- **AIM**
Rewrite the lines starting at the one with "Please pick out the scattered" and ending at the one with "Target: scattered debris", replacing "scattered debris" with "loose debris" and leaving everything else unchanged.

- **EXERCISE MATERIAL**
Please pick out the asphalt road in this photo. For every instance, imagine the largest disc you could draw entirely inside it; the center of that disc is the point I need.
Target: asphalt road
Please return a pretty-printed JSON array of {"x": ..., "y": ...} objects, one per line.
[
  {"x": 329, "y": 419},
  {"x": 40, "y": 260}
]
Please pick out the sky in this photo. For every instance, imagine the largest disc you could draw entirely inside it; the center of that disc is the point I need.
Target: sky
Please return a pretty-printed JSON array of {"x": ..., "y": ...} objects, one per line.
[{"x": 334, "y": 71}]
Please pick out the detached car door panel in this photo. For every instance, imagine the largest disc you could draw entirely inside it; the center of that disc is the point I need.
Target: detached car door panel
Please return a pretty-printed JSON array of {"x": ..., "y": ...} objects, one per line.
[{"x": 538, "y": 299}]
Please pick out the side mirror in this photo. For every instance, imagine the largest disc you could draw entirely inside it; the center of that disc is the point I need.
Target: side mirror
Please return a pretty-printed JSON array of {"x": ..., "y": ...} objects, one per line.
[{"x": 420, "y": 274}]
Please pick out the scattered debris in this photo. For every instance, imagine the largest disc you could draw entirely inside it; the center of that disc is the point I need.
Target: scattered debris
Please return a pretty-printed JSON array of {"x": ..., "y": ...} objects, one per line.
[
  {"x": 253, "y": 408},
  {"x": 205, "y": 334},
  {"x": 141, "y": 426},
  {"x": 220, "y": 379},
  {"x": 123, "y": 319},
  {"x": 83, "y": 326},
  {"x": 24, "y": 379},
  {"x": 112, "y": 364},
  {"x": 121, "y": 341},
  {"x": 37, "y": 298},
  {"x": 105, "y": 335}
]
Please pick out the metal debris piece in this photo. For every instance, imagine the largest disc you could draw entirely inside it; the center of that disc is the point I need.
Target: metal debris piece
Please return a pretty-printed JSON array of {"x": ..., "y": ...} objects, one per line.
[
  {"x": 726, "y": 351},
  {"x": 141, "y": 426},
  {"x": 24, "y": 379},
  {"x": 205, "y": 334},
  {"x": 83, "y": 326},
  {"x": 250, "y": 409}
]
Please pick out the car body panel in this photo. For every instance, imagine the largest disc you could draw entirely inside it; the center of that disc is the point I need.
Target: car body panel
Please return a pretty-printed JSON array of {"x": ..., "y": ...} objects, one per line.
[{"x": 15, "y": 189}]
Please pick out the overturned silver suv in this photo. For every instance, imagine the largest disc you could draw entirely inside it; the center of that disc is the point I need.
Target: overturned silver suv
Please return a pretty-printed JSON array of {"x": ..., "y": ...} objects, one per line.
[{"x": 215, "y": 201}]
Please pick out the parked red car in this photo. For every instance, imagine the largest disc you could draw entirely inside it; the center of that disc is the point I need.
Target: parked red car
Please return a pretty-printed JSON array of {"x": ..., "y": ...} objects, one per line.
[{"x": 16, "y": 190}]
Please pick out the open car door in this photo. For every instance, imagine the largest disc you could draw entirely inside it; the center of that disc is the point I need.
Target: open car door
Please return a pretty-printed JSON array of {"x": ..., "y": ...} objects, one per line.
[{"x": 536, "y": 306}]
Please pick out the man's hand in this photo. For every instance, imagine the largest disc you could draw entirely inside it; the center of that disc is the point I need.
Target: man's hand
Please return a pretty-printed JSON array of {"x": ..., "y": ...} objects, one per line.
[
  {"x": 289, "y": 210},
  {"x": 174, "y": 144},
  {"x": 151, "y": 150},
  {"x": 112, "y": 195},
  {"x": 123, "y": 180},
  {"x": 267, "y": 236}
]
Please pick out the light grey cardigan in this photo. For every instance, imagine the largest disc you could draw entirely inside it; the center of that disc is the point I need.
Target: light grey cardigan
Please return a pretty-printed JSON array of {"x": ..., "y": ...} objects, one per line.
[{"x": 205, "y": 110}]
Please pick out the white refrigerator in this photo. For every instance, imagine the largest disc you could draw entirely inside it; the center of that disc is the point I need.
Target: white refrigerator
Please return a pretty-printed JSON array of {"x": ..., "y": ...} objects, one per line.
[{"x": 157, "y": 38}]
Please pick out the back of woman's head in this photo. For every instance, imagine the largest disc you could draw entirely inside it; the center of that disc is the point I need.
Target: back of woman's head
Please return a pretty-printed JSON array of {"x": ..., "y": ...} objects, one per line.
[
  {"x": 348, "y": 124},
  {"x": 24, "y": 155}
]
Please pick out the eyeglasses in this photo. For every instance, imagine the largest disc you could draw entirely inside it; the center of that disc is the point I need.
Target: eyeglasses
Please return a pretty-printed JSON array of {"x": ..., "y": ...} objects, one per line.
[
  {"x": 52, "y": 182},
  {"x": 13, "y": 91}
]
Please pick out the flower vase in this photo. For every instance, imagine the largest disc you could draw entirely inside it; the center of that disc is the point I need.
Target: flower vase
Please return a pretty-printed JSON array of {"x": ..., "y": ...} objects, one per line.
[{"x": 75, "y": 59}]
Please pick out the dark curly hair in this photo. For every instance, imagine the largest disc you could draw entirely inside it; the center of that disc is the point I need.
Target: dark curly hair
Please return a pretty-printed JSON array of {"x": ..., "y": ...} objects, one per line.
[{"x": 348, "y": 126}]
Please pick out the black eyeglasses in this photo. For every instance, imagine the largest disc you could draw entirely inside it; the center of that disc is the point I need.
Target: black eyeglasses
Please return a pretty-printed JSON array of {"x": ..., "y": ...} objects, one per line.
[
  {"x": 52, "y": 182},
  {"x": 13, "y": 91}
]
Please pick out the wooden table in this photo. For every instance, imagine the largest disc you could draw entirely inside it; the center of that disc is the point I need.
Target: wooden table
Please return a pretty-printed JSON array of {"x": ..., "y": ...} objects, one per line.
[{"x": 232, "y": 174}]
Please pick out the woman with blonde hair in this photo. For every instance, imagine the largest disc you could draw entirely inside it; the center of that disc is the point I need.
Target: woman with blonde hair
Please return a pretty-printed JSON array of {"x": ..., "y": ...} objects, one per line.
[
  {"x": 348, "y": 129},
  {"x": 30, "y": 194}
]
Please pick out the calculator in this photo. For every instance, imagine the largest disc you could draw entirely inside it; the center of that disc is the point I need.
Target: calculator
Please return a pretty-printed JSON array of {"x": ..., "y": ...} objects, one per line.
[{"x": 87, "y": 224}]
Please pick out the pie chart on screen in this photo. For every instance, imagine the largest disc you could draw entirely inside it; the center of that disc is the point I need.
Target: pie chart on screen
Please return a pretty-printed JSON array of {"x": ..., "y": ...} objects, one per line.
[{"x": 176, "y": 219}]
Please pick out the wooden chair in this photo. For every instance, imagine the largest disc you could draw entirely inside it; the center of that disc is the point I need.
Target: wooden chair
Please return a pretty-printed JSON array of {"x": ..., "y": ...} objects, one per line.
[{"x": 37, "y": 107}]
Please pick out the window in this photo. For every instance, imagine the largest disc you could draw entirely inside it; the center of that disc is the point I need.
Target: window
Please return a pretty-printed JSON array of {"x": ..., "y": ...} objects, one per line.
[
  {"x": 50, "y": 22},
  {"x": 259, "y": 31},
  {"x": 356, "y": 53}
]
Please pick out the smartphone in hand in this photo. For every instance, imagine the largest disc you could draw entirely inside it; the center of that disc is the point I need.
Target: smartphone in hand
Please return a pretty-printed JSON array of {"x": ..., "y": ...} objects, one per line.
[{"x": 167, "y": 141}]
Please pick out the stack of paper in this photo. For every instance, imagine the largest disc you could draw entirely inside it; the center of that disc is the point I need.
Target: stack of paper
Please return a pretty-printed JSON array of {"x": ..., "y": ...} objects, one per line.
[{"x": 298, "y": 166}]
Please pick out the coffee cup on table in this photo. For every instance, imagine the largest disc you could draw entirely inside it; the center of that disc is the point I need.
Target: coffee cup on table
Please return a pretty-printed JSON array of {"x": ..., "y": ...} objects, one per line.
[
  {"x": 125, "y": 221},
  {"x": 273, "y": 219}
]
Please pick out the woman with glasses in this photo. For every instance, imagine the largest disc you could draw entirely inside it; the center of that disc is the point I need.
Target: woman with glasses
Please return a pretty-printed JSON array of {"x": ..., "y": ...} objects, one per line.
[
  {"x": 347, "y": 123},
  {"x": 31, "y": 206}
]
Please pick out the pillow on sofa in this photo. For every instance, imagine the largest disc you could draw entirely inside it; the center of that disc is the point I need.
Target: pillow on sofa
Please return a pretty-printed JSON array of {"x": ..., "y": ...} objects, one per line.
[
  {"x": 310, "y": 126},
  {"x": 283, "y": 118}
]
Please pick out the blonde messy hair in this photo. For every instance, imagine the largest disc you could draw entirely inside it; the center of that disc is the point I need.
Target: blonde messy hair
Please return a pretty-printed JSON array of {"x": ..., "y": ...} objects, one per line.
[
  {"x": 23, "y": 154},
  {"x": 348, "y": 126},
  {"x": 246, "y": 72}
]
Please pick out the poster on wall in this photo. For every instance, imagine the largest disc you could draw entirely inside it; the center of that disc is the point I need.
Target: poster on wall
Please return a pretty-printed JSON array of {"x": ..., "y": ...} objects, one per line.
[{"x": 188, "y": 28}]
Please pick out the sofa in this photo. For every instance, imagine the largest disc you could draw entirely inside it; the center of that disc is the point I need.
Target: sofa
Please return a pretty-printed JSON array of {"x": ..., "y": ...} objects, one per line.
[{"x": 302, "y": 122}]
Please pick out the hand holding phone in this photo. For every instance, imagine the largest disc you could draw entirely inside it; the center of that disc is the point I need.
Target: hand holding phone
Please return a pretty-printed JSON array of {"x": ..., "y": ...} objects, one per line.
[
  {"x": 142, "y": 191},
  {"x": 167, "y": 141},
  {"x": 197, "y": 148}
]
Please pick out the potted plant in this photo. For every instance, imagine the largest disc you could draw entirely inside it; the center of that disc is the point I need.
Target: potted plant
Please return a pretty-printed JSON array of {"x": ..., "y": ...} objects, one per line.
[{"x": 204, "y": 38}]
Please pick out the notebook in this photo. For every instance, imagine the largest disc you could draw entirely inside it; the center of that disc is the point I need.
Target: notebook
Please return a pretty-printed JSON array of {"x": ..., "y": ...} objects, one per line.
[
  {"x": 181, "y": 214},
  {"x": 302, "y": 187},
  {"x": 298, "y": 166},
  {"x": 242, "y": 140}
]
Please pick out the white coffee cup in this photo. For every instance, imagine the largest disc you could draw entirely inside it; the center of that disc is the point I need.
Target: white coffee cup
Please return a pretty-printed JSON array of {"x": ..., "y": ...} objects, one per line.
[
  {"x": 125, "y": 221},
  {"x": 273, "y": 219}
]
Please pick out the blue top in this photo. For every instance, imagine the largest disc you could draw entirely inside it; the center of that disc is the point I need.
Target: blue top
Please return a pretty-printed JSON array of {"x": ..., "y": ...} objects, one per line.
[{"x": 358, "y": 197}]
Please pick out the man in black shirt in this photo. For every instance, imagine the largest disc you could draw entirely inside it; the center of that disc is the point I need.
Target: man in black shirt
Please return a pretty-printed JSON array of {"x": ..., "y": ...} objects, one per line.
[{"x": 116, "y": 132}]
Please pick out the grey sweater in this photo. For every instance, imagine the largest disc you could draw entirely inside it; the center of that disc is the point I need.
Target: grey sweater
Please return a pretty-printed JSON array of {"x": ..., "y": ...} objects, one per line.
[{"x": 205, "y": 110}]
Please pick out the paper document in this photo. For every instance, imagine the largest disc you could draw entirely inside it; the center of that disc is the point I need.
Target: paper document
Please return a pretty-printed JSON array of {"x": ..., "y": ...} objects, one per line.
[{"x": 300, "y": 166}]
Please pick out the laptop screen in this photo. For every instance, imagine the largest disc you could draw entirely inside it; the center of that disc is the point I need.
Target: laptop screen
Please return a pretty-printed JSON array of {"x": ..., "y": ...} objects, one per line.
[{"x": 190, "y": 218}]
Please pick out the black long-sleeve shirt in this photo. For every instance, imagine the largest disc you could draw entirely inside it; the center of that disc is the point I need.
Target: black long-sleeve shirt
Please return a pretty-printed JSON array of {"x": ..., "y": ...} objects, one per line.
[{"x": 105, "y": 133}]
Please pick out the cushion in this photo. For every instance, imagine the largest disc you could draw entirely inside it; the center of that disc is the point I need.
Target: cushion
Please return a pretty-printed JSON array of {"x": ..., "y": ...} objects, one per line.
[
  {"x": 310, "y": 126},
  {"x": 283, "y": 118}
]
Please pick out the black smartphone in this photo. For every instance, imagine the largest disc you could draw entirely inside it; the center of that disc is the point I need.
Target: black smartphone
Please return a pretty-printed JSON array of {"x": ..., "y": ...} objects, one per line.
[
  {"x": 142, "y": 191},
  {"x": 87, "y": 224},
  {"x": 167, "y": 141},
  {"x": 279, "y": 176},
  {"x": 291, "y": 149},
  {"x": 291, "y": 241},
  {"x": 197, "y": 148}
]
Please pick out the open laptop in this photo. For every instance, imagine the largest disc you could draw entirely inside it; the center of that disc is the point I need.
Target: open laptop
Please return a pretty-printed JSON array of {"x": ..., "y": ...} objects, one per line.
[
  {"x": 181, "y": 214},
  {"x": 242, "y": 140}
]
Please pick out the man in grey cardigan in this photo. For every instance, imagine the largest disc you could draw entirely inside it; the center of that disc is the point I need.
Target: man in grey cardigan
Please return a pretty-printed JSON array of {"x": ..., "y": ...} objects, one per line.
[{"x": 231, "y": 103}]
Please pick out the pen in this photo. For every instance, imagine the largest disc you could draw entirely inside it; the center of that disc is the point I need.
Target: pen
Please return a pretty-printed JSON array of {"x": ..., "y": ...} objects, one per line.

- **WRITTEN REPLY**
Please pick out the loose debris in this photo. For every instance, imagine the largest disc you could draw entirely inside it; the center of that disc is the point I need.
Target: loose debris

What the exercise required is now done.